What the task asks:
Make an exact copy of the records, with the pictures left out.
----- Material to process -----
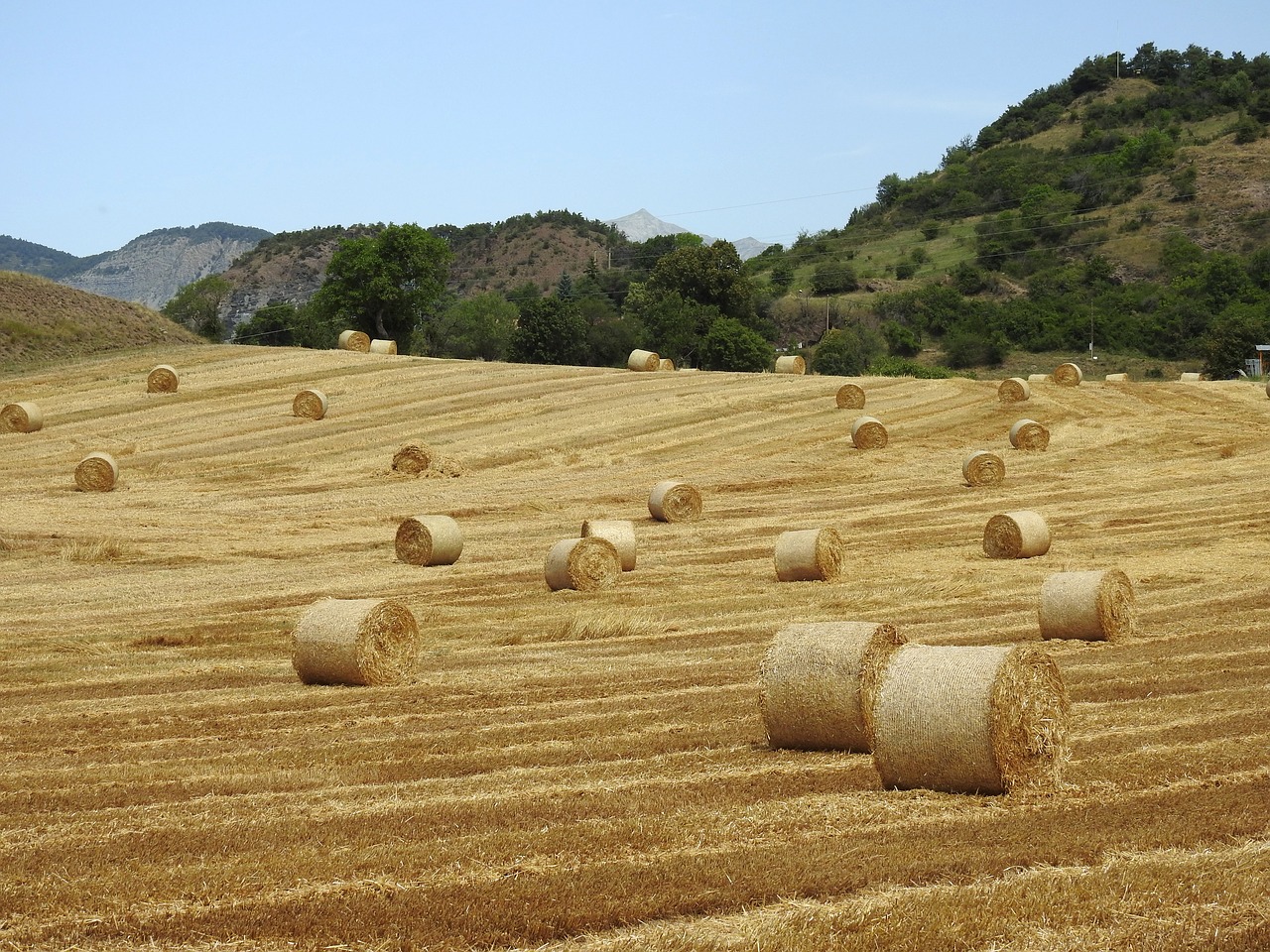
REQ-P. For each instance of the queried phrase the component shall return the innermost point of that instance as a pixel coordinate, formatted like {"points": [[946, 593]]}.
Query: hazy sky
{"points": [[729, 118]]}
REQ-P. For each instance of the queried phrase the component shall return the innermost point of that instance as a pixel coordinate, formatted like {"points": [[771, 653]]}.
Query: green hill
{"points": [[41, 320]]}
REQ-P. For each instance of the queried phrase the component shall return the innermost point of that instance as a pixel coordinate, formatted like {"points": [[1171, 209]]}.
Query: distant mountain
{"points": [[643, 225]]}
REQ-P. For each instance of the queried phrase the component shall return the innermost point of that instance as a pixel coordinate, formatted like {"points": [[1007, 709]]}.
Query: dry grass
{"points": [[587, 770]]}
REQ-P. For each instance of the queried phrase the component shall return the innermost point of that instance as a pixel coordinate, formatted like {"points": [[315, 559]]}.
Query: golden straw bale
{"points": [[583, 563], [354, 340], [413, 458], [983, 468], [1019, 535], [867, 433], [356, 642], [620, 532], [96, 472], [163, 380], [643, 361], [1089, 606], [672, 500], [21, 417], [1069, 375], [1029, 434], [790, 363], [811, 555], [430, 539], [851, 397], [816, 683], [969, 719], [310, 404], [1014, 390]]}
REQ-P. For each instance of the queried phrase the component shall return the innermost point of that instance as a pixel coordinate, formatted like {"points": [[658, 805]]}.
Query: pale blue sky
{"points": [[729, 118]]}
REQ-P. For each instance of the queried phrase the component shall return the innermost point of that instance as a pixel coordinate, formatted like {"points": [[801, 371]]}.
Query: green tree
{"points": [[730, 345], [550, 330], [197, 306], [388, 284]]}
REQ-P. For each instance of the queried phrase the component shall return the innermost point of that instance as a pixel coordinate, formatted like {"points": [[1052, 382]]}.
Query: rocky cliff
{"points": [[153, 268]]}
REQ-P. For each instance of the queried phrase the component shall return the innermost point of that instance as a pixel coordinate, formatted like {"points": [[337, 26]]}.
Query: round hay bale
{"points": [[356, 642], [1069, 375], [21, 417], [867, 433], [310, 404], [643, 361], [816, 682], [430, 539], [1014, 390], [983, 468], [851, 397], [1089, 606], [413, 458], [1029, 434], [671, 500], [354, 340], [620, 532], [163, 380], [969, 720], [583, 563], [790, 363], [1019, 535], [96, 472], [811, 555]]}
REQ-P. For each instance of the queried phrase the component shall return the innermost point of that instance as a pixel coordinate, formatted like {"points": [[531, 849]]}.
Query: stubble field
{"points": [[587, 771]]}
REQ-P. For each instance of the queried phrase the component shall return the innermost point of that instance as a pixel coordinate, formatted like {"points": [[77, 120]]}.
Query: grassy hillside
{"points": [[44, 321], [587, 771]]}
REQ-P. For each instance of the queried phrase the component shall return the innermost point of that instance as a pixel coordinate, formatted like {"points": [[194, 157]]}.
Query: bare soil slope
{"points": [[587, 770]]}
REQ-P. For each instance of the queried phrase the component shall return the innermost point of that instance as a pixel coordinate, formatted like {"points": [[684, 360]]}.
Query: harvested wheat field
{"points": [[588, 770]]}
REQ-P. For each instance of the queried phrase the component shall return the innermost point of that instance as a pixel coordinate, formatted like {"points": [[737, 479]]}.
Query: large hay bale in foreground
{"points": [[816, 682], [811, 555], [430, 539], [1014, 390], [96, 472], [413, 458], [969, 720], [643, 361], [163, 380], [790, 363], [1089, 606], [354, 340], [983, 468], [672, 500], [1029, 434], [620, 532], [1019, 535], [851, 397], [1069, 375], [583, 563], [356, 642], [309, 404], [867, 433], [21, 417]]}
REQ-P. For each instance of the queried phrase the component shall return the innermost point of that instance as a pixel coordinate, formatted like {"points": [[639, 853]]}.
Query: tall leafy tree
{"points": [[388, 284]]}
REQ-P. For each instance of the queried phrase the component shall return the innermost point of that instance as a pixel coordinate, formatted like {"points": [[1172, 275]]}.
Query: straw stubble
{"points": [[816, 683]]}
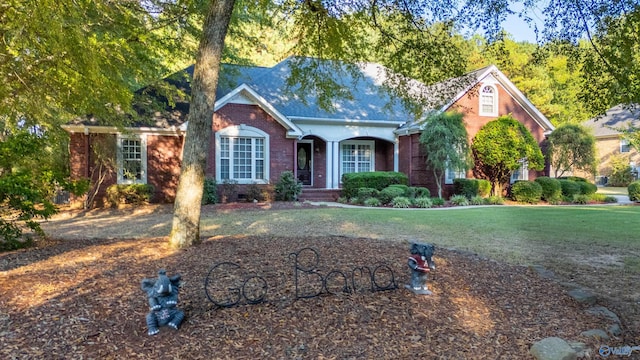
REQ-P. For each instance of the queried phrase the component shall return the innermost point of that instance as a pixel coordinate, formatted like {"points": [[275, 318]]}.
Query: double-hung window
{"points": [[624, 146], [357, 156], [488, 101], [242, 155], [451, 173], [522, 173], [132, 159]]}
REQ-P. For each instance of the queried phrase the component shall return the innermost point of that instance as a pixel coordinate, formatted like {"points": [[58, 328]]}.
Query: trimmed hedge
{"points": [[389, 193], [471, 187], [551, 188], [587, 188], [573, 178], [367, 193], [377, 180], [526, 191], [570, 188], [136, 194], [421, 192], [634, 191]]}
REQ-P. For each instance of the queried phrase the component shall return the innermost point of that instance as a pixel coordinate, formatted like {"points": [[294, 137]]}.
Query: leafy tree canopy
{"points": [[500, 147], [571, 147], [446, 145]]}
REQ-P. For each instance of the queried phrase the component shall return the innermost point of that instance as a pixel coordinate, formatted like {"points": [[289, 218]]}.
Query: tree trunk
{"points": [[186, 212]]}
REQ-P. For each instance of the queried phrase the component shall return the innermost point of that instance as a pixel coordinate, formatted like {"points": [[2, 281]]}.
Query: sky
{"points": [[519, 29]]}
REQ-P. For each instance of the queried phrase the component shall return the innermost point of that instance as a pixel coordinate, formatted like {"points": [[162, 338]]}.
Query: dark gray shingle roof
{"points": [[616, 120]]}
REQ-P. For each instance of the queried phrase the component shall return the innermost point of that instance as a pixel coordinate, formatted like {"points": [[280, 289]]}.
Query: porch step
{"points": [[310, 194]]}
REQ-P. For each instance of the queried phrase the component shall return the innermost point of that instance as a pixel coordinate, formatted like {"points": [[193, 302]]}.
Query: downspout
{"points": [[87, 142], [411, 160], [295, 158]]}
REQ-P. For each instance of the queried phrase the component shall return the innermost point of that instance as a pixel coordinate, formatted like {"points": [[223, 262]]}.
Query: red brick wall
{"points": [[281, 149], [469, 105], [319, 162], [164, 155], [384, 155], [412, 158]]}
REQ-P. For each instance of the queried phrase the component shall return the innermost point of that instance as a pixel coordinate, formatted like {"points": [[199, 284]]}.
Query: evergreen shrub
{"points": [[389, 193], [136, 194], [526, 191], [551, 188], [378, 180], [634, 191], [569, 188]]}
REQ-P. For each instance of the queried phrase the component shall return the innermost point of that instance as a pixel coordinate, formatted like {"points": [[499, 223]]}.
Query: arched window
{"points": [[242, 154], [488, 101]]}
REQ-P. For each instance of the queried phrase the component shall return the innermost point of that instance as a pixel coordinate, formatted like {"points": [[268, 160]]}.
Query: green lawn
-----
Task answer:
REQ-P. For each instance of the queried phrase the component shall return the innermost point of that instance as a pixel coordinate, formatted like {"points": [[946, 593]]}.
Query: hazy sky
{"points": [[729, 118]]}
REQ-P. For each instance of the queried phrase the component shall return the innermost point of that instance as a pixel coordinate, formatted like {"points": [[771, 653]]}.
Query: green hill
{"points": [[41, 320]]}
REQ-P. For each instance of the queried phrase the component shall return the innermost point of that instance as a pixel coordinate, formatted like {"points": [[1171, 209]]}.
Query: distant mountain
{"points": [[643, 225]]}
REQ-P. For each instance of the queried phrase the component shall return the innermost point of that instance as a pixel coordinate, formatted like {"points": [[1007, 709]]}.
Query: dry grass
{"points": [[587, 770]]}
REQ-P. For each instance of the queried phrase the component shall return the innermost point of that instance as a pixel coordinate, formatted like {"points": [[315, 559]]}.
Query: golden straw bale
{"points": [[583, 563], [354, 340], [413, 458], [983, 468], [1019, 535], [867, 433], [356, 642], [620, 532], [96, 472], [163, 380], [643, 361], [1089, 606], [672, 500], [21, 417], [1069, 375], [1029, 434], [790, 363], [811, 555], [430, 539], [851, 397], [816, 683], [969, 719], [310, 404], [1014, 390]]}
REQ-P. For each instance of the queried phrase the component shall return the innermost point of that instance as a pixel coordinate, formatted like {"points": [[658, 805]]}.
Query: pale blue sky
{"points": [[729, 118]]}
REQ-P. For each instance of the queried phrase the component shall return the innermost point of that instance as a pixel coordinate, formatted like {"points": [[801, 371]]}.
Query: green tree
{"points": [[730, 345], [550, 330], [197, 306], [388, 284]]}
REQ-P. For each instance of the queried phrase the component shall return the innermost point of that instance as a pixel coordinate, formatted like {"points": [[1052, 382]]}.
Query: rocky cliff
{"points": [[153, 268]]}
REQ-P. For each instance of the queried phrase the component shall return the innermost point of that instance as a pixel coordinate, formatted like {"points": [[337, 26]]}.
Query: round hay bale
{"points": [[356, 642], [1069, 375], [21, 417], [867, 433], [310, 404], [643, 361], [816, 682], [430, 539], [1014, 390], [983, 468], [851, 397], [1089, 606], [413, 458], [1029, 434], [671, 500], [354, 340], [620, 532], [163, 380], [969, 720], [583, 563], [790, 363], [1019, 535], [96, 472], [811, 555]]}
REQ-P. For each instance of the queried phrase the component shall return the innermost point of that instance as a pixel coordinate, formatted like {"points": [[531, 849]]}.
Query: stubble field
{"points": [[587, 771]]}
REQ-P. For each instance of the queried phrase the component shall return the innermost point of that instance as a pixel coordinate, formatted like {"points": [[77, 120]]}.
Query: grassy hillside
{"points": [[44, 321], [587, 771]]}
REQ-P. For each instance of the queried phrase the component shall return the innermost point of that instance as a pixel coordinate, formatted like {"points": [[194, 157]]}.
Query: bare soil slope
{"points": [[587, 770]]}
REQ-P. For each instance of the queried phrase the component shall return the innermost point of that instance as a pixel coordinate, formatted like {"points": [[684, 360]]}.
Query: harvested wheat field
{"points": [[588, 770]]}
REQ-P. For each instance of the queried phrase the component shall return the innermost point of that instance as a pixel coordinate, formatted like {"points": [[737, 479]]}.
Query: large hay bale in foreground
{"points": [[816, 682], [811, 555], [430, 539], [1014, 390], [96, 472], [413, 458], [969, 720], [643, 361], [163, 380], [790, 363], [1089, 606], [354, 340], [983, 468], [672, 500], [1029, 434], [620, 532], [1019, 535], [851, 397], [1069, 375], [583, 563], [356, 642], [309, 404], [867, 433], [21, 417]]}
REQ-P. For each instance of the queried phrase the component shall return the innermost point of that instance as a pixel coordinate, formatted like {"points": [[639, 853]]}.
Query: tall leafy tree
{"points": [[388, 284]]}
REQ-P. For each instance of the queried phrase the component shall return the innermost point of that instance as a pixel coordinate, formatted like {"points": [[1172, 275]]}.
Query: straw stubble
{"points": [[816, 683]]}
REQ-P. For each instance of the queried phrase the component shall return the innermost point of that instance as a pixel coordinate, formatted like {"points": [[275, 318]]}.
Query: double-hung window
{"points": [[624, 146], [357, 156], [488, 101], [242, 155], [451, 173], [522, 173], [132, 159]]}
REQ-P. For each instance of the queried phrase the component shall return the innermost point of that instance as a pixel coordinate, formatted like {"points": [[58, 328]]}.
Query: trimmed hedge
{"points": [[389, 193], [471, 187], [551, 188], [587, 188], [573, 178], [367, 193], [377, 180], [526, 191], [570, 188], [136, 194], [421, 192], [634, 191]]}
REQ-P. For each instance of the queried phrase the component shall return the innermost point of that instance as a pixel coordinate, formatted like {"points": [[294, 137]]}.
Query: leafy tree canopy
{"points": [[500, 147], [571, 147], [446, 145]]}
REQ-P. For each instance of the queried phrase the component shall return the innermost point of that instance as a pixel coordinate, formatted like {"points": [[289, 218]]}.
Query: tree trunk
{"points": [[186, 212]]}
REQ-P. For each instance of the queried phrase the component shall return the innermost point of that instance as a pixel coordinate, formatted like {"points": [[2, 281]]}.
Query: sky
{"points": [[519, 29]]}
REQ-P. For each instance of the queried phrase the component shall return the innermost point of that instance as a pixel coordinate, formatted like {"points": [[162, 338]]}.
Query: dark gray shingle roof
{"points": [[616, 120]]}
REQ-P. For each instance of the queried phrase the component shall return the innermost point of that instance as a pixel coordinate, formatted like {"points": [[280, 289]]}.
Query: porch step
{"points": [[310, 194]]}
REQ-P. For each instance of the queried phrase the component shall return the innermost point of that instance as a pixel coordinate, formatted like {"points": [[193, 302]]}.
Query: downspout
{"points": [[87, 142], [411, 160], [295, 158]]}
REQ-P. For each instance of the queried phrase the component shall return the innermost point of that instance as a pixel coordinate, formatted like {"points": [[223, 262]]}.
Query: red brick wall
{"points": [[281, 149], [469, 105], [319, 162], [164, 155], [384, 155], [412, 158]]}
REQ-P. For each instance of the queried phrase the component shall return the innermost point of that instance as a pixel coordinate, formatted like {"points": [[199, 284]]}.
Query: evergreen shrub
{"points": [[389, 193], [136, 194], [526, 191], [551, 188], [378, 180], [634, 191], [569, 188]]}
REQ-P. For each instance of the queried phrase the component shall return the innermost point of that instance as a pixel coordinate, formatted like {"points": [[499, 223]]}.
Query: arched window
{"points": [[242, 154], [488, 101]]}
REQ-P. For each instance of the queried phrase the component shall return the innermost point of that instance as a pixel coordinate, formatted like {"points": [[268, 160]]}.
Query: green lawn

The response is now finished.